*INPUT MATERIAL*:
[Begin]

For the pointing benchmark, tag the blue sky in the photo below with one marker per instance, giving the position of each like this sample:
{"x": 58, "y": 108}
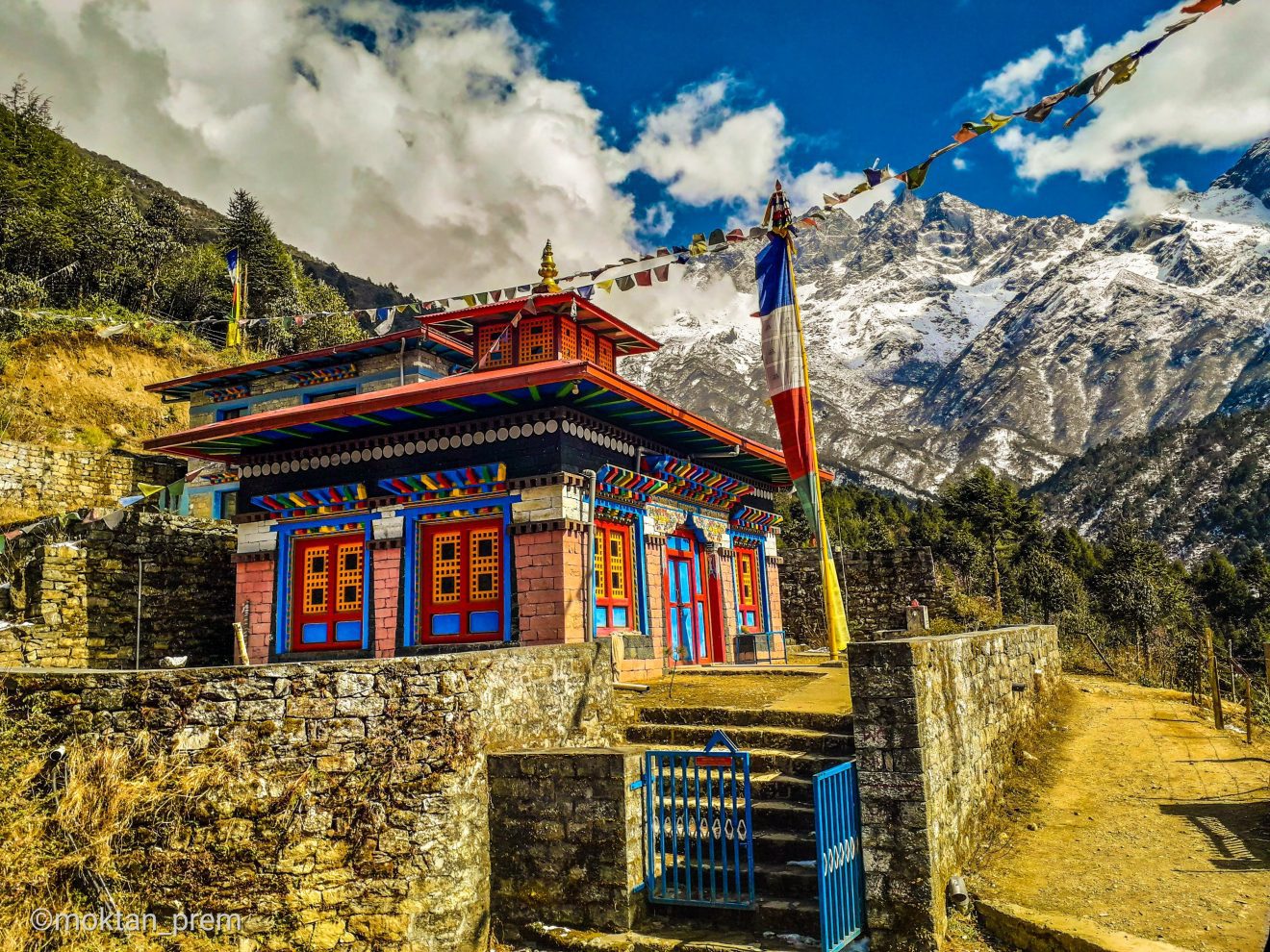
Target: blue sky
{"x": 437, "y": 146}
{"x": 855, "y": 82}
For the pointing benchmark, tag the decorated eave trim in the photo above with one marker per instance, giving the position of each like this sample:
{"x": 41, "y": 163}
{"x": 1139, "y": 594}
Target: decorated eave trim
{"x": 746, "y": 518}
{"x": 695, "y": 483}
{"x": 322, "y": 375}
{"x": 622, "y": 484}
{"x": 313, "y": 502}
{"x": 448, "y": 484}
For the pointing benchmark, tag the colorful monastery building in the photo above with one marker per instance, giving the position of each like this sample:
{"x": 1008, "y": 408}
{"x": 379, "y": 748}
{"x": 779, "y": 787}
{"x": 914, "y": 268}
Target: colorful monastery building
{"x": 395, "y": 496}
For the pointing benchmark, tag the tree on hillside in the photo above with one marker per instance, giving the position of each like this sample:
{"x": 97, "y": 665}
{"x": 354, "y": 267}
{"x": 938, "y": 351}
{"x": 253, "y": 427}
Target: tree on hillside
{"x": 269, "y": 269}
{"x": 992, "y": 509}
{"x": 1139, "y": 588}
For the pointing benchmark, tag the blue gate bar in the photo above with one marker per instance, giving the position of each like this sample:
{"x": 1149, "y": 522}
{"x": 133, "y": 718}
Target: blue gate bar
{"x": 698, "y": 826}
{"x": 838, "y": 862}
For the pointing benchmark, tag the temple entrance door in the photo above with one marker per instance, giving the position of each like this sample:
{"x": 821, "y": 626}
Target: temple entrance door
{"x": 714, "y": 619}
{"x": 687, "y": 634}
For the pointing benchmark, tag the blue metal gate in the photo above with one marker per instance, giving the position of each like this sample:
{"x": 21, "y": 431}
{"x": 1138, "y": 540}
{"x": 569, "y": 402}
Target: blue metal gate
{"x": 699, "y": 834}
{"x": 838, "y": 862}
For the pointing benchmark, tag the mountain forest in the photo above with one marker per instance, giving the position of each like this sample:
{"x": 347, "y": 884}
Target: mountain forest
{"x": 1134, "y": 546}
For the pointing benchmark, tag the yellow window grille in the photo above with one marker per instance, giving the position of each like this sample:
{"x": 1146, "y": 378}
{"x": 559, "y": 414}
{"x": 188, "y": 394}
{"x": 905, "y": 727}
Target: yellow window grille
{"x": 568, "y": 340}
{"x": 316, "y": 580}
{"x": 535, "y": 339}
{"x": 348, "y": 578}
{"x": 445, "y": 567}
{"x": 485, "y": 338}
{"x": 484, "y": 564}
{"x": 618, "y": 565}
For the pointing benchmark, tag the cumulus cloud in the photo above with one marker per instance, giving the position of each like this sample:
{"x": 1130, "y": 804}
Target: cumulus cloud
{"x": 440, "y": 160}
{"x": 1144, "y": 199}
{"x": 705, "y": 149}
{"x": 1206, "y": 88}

[End]

*TASK GOAL*: Please rewrite all of the data above, replacing every "Target" with "Object" and keeping everything else unchanged. Leave the pictures out.

*SOLVED EXERCISE*:
For the pointing benchmark, tag the blue sky in the photo below with one marker per instance, giving the position of each like this sample:
{"x": 58, "y": 108}
Object: blue sky
{"x": 437, "y": 146}
{"x": 855, "y": 82}
For the pointing benchmark, tag the decorated eave trim in the photo above with one marker per instance, giving the position of each like this sample:
{"x": 41, "y": 163}
{"x": 1139, "y": 594}
Object: decorated eave trim
{"x": 746, "y": 518}
{"x": 695, "y": 483}
{"x": 322, "y": 375}
{"x": 622, "y": 484}
{"x": 313, "y": 502}
{"x": 448, "y": 484}
For the pointing benchmark, tag the colorful monastery building in the photo above with one marker per instance, giving the position of each like this sample:
{"x": 1008, "y": 408}
{"x": 379, "y": 748}
{"x": 779, "y": 787}
{"x": 914, "y": 268}
Object: colorful monastery building
{"x": 395, "y": 496}
For the pointing benchmark, tag the tree on hillside in the photo above with one marker per instance, giving the position of each like this sample:
{"x": 97, "y": 665}
{"x": 354, "y": 267}
{"x": 938, "y": 351}
{"x": 253, "y": 427}
Object: tree on hillside
{"x": 269, "y": 269}
{"x": 992, "y": 509}
{"x": 1139, "y": 588}
For the pointing benchmark, tag the blue gate bar in the photo above with one marker per instance, giving the position of each like this sample:
{"x": 1149, "y": 522}
{"x": 133, "y": 718}
Object: blue gate bar
{"x": 698, "y": 826}
{"x": 838, "y": 862}
For the pointing benchmark, tag the temple entrance door in the photo above with one marker per instance, giving the position of each like this sample:
{"x": 821, "y": 626}
Object: temple entrance door
{"x": 714, "y": 619}
{"x": 687, "y": 634}
For the pointing benchmark, tag the blue metal gate in the photo above with one marker per instance, giving the position of each like this sample:
{"x": 21, "y": 431}
{"x": 1138, "y": 540}
{"x": 569, "y": 402}
Object: blue metal gate
{"x": 699, "y": 834}
{"x": 838, "y": 862}
For the pointing benchmark, tag the mountain forest in the photo above with one marker per instance, giving the position of each like this sample:
{"x": 347, "y": 884}
Object: mountain forest
{"x": 1134, "y": 546}
For the pointing benchmark, tag the yellow window grille in the photo above with one marker per instance, giving the position of each like this sample:
{"x": 1146, "y": 378}
{"x": 559, "y": 414}
{"x": 188, "y": 394}
{"x": 905, "y": 727}
Object: yellow window grille
{"x": 568, "y": 340}
{"x": 316, "y": 580}
{"x": 535, "y": 339}
{"x": 348, "y": 578}
{"x": 445, "y": 567}
{"x": 485, "y": 338}
{"x": 484, "y": 564}
{"x": 618, "y": 565}
For the pointing benchmark, tag the cumulus cloud in the photo above with one marker per instance, giving the position of each like this sample:
{"x": 1130, "y": 804}
Object: cumulus cloud
{"x": 440, "y": 160}
{"x": 1144, "y": 199}
{"x": 705, "y": 149}
{"x": 1206, "y": 88}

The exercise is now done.